__Rows__.
......

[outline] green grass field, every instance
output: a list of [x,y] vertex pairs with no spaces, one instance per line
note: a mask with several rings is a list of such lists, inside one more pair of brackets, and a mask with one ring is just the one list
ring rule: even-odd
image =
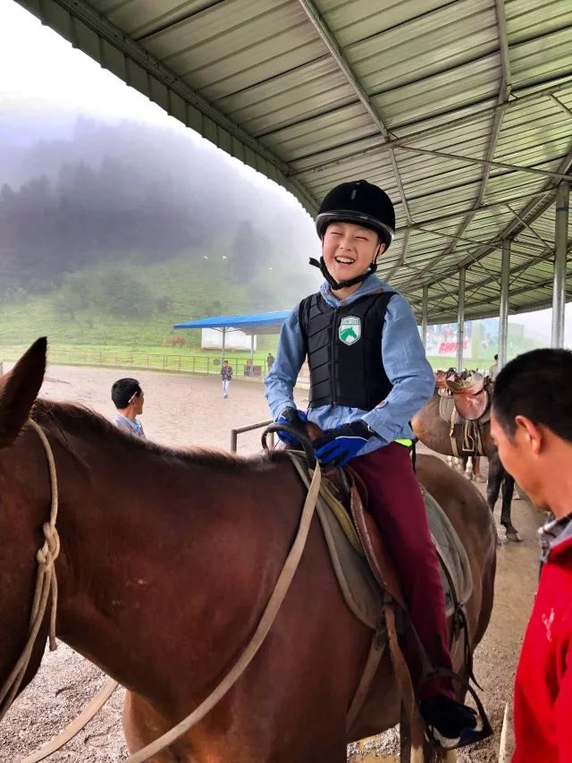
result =
[[[46,335],[52,363],[213,372],[220,351],[202,351],[200,330],[175,332],[172,328],[174,323],[206,315],[281,309],[288,305],[272,304],[268,294],[273,281],[268,280],[268,274],[248,285],[236,284],[220,250],[214,247],[206,256],[208,260],[202,251],[190,251],[177,259],[132,270],[129,264],[91,268],[45,294],[0,304],[0,360],[16,360],[35,339]],[[126,281],[129,287],[130,278],[140,284],[146,295],[147,309],[140,317],[120,315],[117,306],[110,309],[107,295],[97,292],[97,284],[111,282],[113,285],[114,279]],[[116,295],[120,309],[122,288],[120,284]],[[76,292],[88,294],[87,306],[81,306]],[[184,339],[184,346],[172,346],[174,335]],[[277,335],[257,337],[254,365],[261,366],[263,372],[266,355],[268,352],[275,354],[277,342]],[[239,372],[249,354],[248,351],[229,351],[225,357]],[[429,361],[435,369],[454,365],[452,357],[430,357]],[[472,368],[485,369],[491,362],[480,358],[467,361]]]

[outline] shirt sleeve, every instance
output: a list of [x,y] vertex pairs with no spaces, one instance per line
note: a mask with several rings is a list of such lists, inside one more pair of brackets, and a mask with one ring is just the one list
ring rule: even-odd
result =
[[393,389],[363,418],[387,445],[423,408],[435,386],[413,310],[401,294],[391,297],[387,306],[382,357]]
[[296,408],[294,386],[306,358],[299,311],[297,305],[282,324],[276,357],[265,378],[266,401],[273,419],[277,419],[284,408]]

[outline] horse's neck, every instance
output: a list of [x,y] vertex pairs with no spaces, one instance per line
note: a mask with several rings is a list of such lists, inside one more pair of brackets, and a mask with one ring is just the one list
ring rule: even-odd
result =
[[[240,474],[219,471],[214,492],[214,470],[165,465],[152,454],[139,467],[129,485],[113,460],[93,464],[88,486],[61,485],[57,633],[148,696],[155,684],[157,691],[164,687],[158,656],[170,655],[172,681],[178,674],[203,675],[219,633],[232,632],[240,642],[252,628],[241,596],[256,599],[268,563],[259,543],[248,547],[248,533],[272,478],[254,473],[247,485],[242,476],[249,499],[240,505]],[[257,493],[260,500],[253,502]],[[213,622],[218,630],[206,638]]]

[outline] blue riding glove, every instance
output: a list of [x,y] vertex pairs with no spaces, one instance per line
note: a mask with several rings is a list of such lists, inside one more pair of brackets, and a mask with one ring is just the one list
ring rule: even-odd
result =
[[[306,434],[305,422],[307,421],[307,416],[303,411],[296,408],[284,408],[282,412],[276,419],[277,424],[290,424],[290,427],[296,427],[299,429],[302,435]],[[287,445],[298,445],[299,441],[290,432],[278,432],[280,439],[286,443]]]
[[325,429],[312,445],[316,458],[325,466],[345,466],[357,455],[367,440],[375,433],[358,419],[351,424],[342,424],[335,429]]

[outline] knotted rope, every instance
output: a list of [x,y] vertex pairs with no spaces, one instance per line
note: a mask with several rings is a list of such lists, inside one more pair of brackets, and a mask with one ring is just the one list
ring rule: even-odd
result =
[[55,577],[55,562],[58,554],[60,553],[60,538],[55,529],[55,521],[57,519],[57,477],[55,474],[55,463],[54,462],[54,454],[43,430],[35,421],[29,420],[28,422],[38,433],[46,455],[47,458],[47,466],[50,476],[50,487],[52,492],[52,500],[50,505],[50,518],[43,525],[44,543],[36,554],[36,561],[38,562],[38,573],[36,576],[36,589],[34,591],[34,599],[32,602],[32,609],[29,617],[29,626],[28,631],[28,640],[26,646],[20,657],[20,659],[12,670],[12,673],[4,682],[0,690],[0,721],[8,712],[10,706],[13,702],[21,682],[28,670],[29,660],[31,659],[34,644],[39,632],[40,627],[44,621],[44,615],[48,606],[48,600],[51,597],[50,619],[49,619],[49,643],[50,649],[54,651],[57,649],[55,641],[55,614],[57,611],[57,579]]

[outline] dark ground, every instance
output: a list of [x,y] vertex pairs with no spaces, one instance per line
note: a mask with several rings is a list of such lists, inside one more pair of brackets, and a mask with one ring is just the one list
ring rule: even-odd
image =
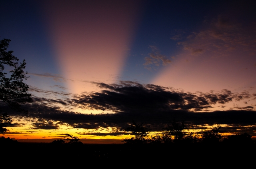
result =
[[[1,143],[2,161],[29,161],[38,164],[66,163],[254,163],[256,146],[252,145],[53,145],[50,143]],[[96,164],[97,164],[96,163]]]

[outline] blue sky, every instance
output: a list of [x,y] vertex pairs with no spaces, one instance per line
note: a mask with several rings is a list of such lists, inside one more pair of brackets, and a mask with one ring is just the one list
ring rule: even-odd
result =
[[[254,1],[10,0],[1,4],[0,38],[10,39],[8,49],[21,61],[26,60],[30,78],[25,82],[38,100],[35,107],[40,110],[44,103],[48,104],[46,110],[58,107],[59,113],[66,110],[74,116],[90,111],[129,111],[124,108],[128,104],[119,107],[115,99],[109,98],[113,102],[106,105],[95,97],[105,98],[103,94],[109,92],[132,94],[124,88],[135,86],[148,94],[150,88],[163,94],[177,92],[188,105],[192,100],[182,93],[193,94],[193,101],[199,102],[194,107],[185,108],[178,102],[170,104],[180,104],[177,109],[189,112],[255,111]],[[218,101],[213,101],[214,95]],[[94,103],[86,100],[89,96]],[[208,103],[198,103],[200,96]],[[120,99],[129,102],[128,98]],[[28,108],[34,111],[34,120],[43,119]],[[78,127],[60,118],[44,118],[44,126],[31,120],[24,123],[51,128],[49,122],[65,121]],[[55,124],[52,129],[65,128]]]

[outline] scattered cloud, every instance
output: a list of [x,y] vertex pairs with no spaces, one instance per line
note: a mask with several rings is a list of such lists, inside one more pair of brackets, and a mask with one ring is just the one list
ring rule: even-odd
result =
[[[212,20],[207,28],[193,32],[186,40],[177,44],[192,55],[208,52],[220,57],[228,55],[228,53],[238,50],[246,52],[247,55],[255,55],[255,31],[245,29],[240,23],[219,16],[217,19]],[[171,39],[183,40],[179,37],[181,36],[178,33]]]
[[[144,66],[152,65],[154,66],[158,67],[162,65],[163,66],[166,66],[170,63],[172,61],[168,59],[167,57],[164,55],[161,55],[160,51],[155,46],[150,46],[151,48],[152,52],[149,53],[149,57],[146,57],[144,58],[146,62],[143,64]],[[150,67],[149,66],[145,67],[144,68],[148,70]]]
[[[172,88],[130,81],[110,84],[92,83],[102,90],[98,92],[72,95],[69,99],[35,97],[34,104],[24,106],[30,112],[30,118],[37,119],[31,121],[31,129],[57,129],[60,124],[74,128],[122,129],[136,120],[144,122],[152,131],[159,131],[170,120],[174,119],[195,126],[206,124],[226,124],[232,126],[234,124],[248,126],[255,124],[256,112],[252,106],[237,105],[232,108],[234,110],[209,111],[215,104],[223,104],[222,107],[224,108],[224,104],[232,100],[239,101],[254,96],[254,94],[251,95],[246,91],[238,93],[225,89],[220,92],[193,94],[177,91]],[[3,110],[8,108],[3,104],[1,106]],[[112,113],[85,114],[74,112],[72,108],[64,109],[63,106],[107,110]],[[11,116],[20,115],[8,111]],[[196,112],[198,111],[200,112]],[[118,133],[95,134],[121,134]]]

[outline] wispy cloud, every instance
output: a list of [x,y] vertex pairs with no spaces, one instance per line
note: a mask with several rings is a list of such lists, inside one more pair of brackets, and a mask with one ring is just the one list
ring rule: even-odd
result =
[[[238,50],[246,52],[248,55],[255,55],[255,33],[253,31],[248,32],[239,23],[219,16],[212,20],[208,28],[193,32],[186,40],[178,42],[178,44],[193,55],[210,52],[220,57]],[[178,40],[180,35],[175,36],[171,39]]]
[[[148,54],[149,57],[146,57],[144,58],[146,62],[143,64],[144,65],[152,65],[153,66],[158,67],[162,65],[163,66],[166,66],[172,62],[166,56],[160,54],[160,51],[156,47],[150,46],[150,47],[151,48],[152,52]],[[148,70],[152,69],[150,66],[146,66],[144,68]]]

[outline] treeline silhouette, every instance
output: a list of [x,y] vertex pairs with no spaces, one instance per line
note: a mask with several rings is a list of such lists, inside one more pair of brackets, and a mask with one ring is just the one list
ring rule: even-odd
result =
[[256,144],[251,136],[244,133],[224,137],[220,133],[221,129],[218,125],[199,133],[191,132],[189,126],[174,120],[161,133],[151,136],[149,129],[143,124],[134,122],[123,130],[134,136],[125,138],[123,144],[82,143],[78,137],[66,134],[65,138],[51,143],[19,143],[2,137],[0,144],[5,157],[19,152],[23,155],[19,156],[20,159],[29,158],[38,162],[91,162],[88,160],[94,159],[176,162],[181,159],[191,162],[200,159],[201,162],[211,163],[255,159],[251,152],[256,151]]
[[127,138],[122,141],[127,144],[217,144],[220,143],[232,144],[252,144],[255,140],[246,133],[228,136],[224,137],[220,133],[222,127],[219,125],[212,127],[210,130],[201,130],[199,132],[189,132],[189,126],[183,122],[173,120],[162,129],[160,134],[149,135],[149,128],[144,126],[143,123],[133,122],[131,126],[123,131],[131,132],[135,136]]

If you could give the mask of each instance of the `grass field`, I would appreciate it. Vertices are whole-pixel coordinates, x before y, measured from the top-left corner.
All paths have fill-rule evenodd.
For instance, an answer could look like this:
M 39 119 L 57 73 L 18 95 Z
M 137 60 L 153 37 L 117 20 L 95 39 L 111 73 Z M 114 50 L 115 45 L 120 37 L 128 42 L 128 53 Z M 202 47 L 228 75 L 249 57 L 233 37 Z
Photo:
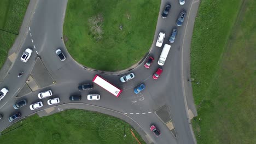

......

__Work instructions__.
Pull out all lines of the material that contain the string "every", treating uppercase and lowercase letters as different.

__Answer to the problem__.
[outline] green grass field, every instance
[outline] shirt sleeve, every instance
[outline] horse's neck, every instance
[outline] blue riding glove, every instance
[outline] knotted rope, every instance
[outline] dark ground, every instance
[outline] blue sky, every instance
[outline] scattered cloud, every instance
[outline] wispy cloud, every instance
[outline] treeline silhouette, every instance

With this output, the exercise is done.